III. LES DISPOSITIONS LÉGALES

[63] La plaignante soutient que les intimés ont agi de façon discriminatoire envers elle au sens des articles 7 et 14 de la Loi. L'article 7 prévoit que constitue un acte discriminatoire, s'il est fondé sur un motif de distinction illicite, le fait, par des moyens directs ou indirects, de refuser d'employer ou de continuer d'employer un individu ou de le défavoriser en cours d'emploi. L'alinéa 14(1)c) de la Loi prévoit que constitue un acte discriminatoire, s'il est fondé sur un motif de distinction illicite, le fait de harceler un individu en matière d'emploi. Les motifs de distinction illicite comprennent la race et l'origine nationale ou ethnique. En l'espèce, la plaignante soutient que les intimés ont agi de façon discriminatoire envers elle en raison de son origine malécite. La question de savoir si l'origine malécite de la plaignante constitue une origine nationale ou ethnique au sens de l'article 3 de la Loi n'a jamais été contestée par les intimés.

[64] Comme l'allégation selon laquelle le NBAPC a agi de façon discriminatoire envers la plaignante en cours d'emploi découle uniquement de sa plainte en vertu de l'article 14, je trancherai la question de l'article 14 en premier et, si c'est nécessaire, je traiterai ensuite les allégations présentées en vertu de l'article 7.

[65] Le harcèlement interdit par la Loi peut prendre plusieurs formes. En l'espèce, la plaignante soutient qu'elle a été harcelée en raison de sa race et de son origine nationale ou ethnique. La jurisprudence a établi que pour que la plainte soit justifiée, il n'est pas nécessaire que le harcèlement soit le seul motif derrière le comportement en question et le harcèlement ne doit pas obligatoirement avoir été intentionnel de la part du contrevenant. (Voir les décisions Swan c. Canada (Forces armées) (1994), 25 C.H.R.R.D./312, au paragraphe 73 (T.C.D.P.), annulée pour d'autres motifs (1995), 25 C.H.R.R.D./333 (C.F. 1re inst.); Dhanjal c. Air Canada (1996), C.H.R.R. D/27, au paragraphe 206 (T.C.D.P.), conf. par [1997] A.C.F. no 1599 (C.F. 1re inst.) (Q.L.); Marinaki c. Canada (Développement des ressources humaines), [2000] D.C.D.P. no 2, au paragraphe 187 (T.C.D.P.) (Q.L.); Rampersadsingh c. Wignall, [2002] D.C.D.P. no 27, au paragraphe 40).

[66] Dans l'affaire Canada (CDP) c. Canada (Forces armées) et Franke, [1999] 3 C.F. 653, aux paragraphes 29 à 50 (C.F. 1re inst.) (Franke) (aussi appliqué dans les cas de harcèlement racial, voir Rampersadsing, précitée; Morin c. Canada (Procureur général), 2005 TCDP 41, au paragraphe 246), la Cour fédérale a déclaré que, pour qu'une plainte de harcèlement soit fondée, il faut démontrer les éléments suivants :

  1. Les gestes qui sont visés par la plainte sont importuns, ce que l'on peut déterminer en évaluant la réaction de la plaignante au moment où les incidents allégués de harcèlement se produisent ou si celle-ci a montré, que ce soit de vive voix ou par son comportement, que la conduite était importune. La norme applicable pour pouvoir évaluer la conduite de la plaignante est celle d'une personne raisonnable dans les circonstances.

Lignes enregistrées →

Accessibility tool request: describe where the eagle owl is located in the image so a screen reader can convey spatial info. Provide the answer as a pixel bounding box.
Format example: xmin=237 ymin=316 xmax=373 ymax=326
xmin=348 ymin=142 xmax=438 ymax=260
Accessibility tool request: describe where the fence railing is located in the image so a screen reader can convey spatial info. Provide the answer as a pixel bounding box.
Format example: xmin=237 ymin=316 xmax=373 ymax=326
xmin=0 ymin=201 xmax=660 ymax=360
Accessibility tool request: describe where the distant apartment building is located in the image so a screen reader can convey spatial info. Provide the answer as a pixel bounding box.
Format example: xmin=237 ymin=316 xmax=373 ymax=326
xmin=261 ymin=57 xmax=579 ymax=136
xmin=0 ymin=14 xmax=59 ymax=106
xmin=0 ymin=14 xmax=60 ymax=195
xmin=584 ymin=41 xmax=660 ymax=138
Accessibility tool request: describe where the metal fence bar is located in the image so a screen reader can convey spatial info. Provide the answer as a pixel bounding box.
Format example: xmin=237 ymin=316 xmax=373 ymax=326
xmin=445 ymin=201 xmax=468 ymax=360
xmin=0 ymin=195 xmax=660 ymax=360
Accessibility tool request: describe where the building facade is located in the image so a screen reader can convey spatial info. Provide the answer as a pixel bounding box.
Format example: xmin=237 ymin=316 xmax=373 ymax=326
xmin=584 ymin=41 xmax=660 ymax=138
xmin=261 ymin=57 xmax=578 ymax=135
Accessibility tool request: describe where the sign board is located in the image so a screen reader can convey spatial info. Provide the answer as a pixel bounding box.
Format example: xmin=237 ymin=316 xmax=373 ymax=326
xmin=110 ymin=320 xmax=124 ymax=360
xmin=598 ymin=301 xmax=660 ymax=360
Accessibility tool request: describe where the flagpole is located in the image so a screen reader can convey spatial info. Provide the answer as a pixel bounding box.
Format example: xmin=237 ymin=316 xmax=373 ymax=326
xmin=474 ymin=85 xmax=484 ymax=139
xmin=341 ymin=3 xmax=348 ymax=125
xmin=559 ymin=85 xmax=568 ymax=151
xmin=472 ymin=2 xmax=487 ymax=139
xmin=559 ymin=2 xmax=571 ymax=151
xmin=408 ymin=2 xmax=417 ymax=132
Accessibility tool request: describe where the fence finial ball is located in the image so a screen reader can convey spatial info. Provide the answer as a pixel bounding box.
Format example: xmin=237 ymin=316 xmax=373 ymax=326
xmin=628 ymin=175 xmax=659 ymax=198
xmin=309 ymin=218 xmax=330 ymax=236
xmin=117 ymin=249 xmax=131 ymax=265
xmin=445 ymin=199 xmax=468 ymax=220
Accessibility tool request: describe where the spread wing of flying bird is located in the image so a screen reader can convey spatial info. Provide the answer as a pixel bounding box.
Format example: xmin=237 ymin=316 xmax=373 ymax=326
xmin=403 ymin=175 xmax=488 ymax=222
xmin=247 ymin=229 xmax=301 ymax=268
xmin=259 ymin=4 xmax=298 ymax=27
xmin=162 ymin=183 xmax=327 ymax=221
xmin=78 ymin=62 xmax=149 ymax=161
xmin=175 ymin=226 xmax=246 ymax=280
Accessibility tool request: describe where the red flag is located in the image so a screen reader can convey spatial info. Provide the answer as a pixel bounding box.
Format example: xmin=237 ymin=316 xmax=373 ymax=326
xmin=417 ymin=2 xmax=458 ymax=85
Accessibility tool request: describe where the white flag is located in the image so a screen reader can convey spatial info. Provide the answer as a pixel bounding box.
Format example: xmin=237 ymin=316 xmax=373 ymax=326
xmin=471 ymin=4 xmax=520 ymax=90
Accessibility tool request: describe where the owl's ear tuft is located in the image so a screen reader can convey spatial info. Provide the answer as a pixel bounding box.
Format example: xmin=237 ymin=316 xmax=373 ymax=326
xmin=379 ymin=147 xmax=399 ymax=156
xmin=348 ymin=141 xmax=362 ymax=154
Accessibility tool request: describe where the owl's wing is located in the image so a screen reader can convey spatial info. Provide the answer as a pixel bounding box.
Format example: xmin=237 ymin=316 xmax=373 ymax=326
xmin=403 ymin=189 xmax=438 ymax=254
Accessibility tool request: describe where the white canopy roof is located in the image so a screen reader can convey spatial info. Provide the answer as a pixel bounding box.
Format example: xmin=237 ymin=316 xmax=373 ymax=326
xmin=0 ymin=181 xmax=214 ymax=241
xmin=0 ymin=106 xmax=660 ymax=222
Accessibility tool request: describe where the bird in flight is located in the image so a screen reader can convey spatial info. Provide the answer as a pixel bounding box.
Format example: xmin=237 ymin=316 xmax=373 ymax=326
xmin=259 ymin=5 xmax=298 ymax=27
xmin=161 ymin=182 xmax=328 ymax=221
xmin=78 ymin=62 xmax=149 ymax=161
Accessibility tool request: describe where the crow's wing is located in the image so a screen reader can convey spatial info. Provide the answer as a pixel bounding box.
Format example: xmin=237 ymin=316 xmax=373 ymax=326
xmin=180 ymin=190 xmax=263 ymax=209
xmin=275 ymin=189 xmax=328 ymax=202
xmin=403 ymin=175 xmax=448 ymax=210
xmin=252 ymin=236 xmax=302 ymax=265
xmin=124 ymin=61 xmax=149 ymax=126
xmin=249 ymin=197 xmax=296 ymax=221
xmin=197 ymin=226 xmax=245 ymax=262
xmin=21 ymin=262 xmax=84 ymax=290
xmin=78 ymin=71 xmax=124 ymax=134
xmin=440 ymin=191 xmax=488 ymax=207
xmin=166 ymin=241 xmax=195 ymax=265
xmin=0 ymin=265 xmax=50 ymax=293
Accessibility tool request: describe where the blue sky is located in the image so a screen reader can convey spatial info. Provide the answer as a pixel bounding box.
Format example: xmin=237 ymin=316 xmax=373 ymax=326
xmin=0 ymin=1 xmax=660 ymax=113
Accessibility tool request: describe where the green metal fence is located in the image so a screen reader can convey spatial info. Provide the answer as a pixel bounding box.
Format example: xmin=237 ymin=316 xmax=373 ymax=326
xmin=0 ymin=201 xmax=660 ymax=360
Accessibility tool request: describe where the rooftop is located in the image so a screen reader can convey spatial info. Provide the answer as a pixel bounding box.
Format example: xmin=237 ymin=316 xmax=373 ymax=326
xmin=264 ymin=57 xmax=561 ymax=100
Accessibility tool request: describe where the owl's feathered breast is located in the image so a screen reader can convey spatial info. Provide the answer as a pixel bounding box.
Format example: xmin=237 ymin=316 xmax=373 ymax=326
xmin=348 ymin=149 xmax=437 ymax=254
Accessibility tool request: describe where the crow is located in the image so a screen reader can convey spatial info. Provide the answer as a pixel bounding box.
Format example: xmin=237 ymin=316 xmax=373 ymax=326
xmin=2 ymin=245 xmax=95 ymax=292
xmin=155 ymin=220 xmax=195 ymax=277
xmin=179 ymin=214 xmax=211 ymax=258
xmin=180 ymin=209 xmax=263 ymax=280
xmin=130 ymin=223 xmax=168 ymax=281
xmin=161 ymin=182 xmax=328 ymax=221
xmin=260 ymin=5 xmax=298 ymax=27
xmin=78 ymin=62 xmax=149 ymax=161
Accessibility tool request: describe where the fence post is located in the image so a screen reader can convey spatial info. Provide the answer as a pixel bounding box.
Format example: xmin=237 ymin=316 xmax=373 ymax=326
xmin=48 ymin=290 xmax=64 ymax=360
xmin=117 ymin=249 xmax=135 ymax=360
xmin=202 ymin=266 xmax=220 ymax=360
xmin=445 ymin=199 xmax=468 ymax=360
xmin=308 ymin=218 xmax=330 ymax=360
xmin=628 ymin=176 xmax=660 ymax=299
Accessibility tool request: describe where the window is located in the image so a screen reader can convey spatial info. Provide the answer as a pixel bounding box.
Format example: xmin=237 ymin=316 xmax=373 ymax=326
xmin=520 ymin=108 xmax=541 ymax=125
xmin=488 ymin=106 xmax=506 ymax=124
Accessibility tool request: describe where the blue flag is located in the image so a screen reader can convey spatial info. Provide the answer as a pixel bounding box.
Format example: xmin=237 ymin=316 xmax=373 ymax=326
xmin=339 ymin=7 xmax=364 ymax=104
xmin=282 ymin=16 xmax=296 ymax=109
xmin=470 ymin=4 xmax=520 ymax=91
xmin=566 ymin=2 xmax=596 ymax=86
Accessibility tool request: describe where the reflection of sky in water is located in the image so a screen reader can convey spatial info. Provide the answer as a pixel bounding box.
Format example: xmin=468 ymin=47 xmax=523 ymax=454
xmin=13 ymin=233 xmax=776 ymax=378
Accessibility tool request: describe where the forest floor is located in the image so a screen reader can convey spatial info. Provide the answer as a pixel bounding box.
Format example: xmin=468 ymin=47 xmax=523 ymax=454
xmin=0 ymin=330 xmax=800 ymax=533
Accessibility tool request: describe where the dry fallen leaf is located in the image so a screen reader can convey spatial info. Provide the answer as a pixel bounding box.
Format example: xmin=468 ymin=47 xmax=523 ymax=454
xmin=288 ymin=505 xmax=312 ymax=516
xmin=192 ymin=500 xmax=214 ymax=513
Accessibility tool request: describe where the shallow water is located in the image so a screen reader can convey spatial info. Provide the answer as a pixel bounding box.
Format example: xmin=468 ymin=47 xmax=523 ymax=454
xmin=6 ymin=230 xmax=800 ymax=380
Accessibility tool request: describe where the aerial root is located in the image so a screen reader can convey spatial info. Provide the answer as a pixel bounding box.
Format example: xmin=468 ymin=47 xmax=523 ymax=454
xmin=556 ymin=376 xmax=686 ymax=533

Problème posé →
Pouvez-vous recopier à l'identique le passage cité, entre « 1. Les gestes » et « dans les circonstances. », ces deux bornes comprises ?

Résultat de l'exercice →
1. Les gestes qui sont visés par la plainte sont importuns, ce que l'on peut déterminer en évaluant la réaction de la plaignante au moment où les incidents allégués de harcèlement se produisent ou si celle-ci a montré, que ce soit de vive voix ou par son comportement, que la conduite était importune. La norme applicable pour pouvoir évaluer la conduite de la plaignante est celle d'une personne raisonnable dans les circonstances.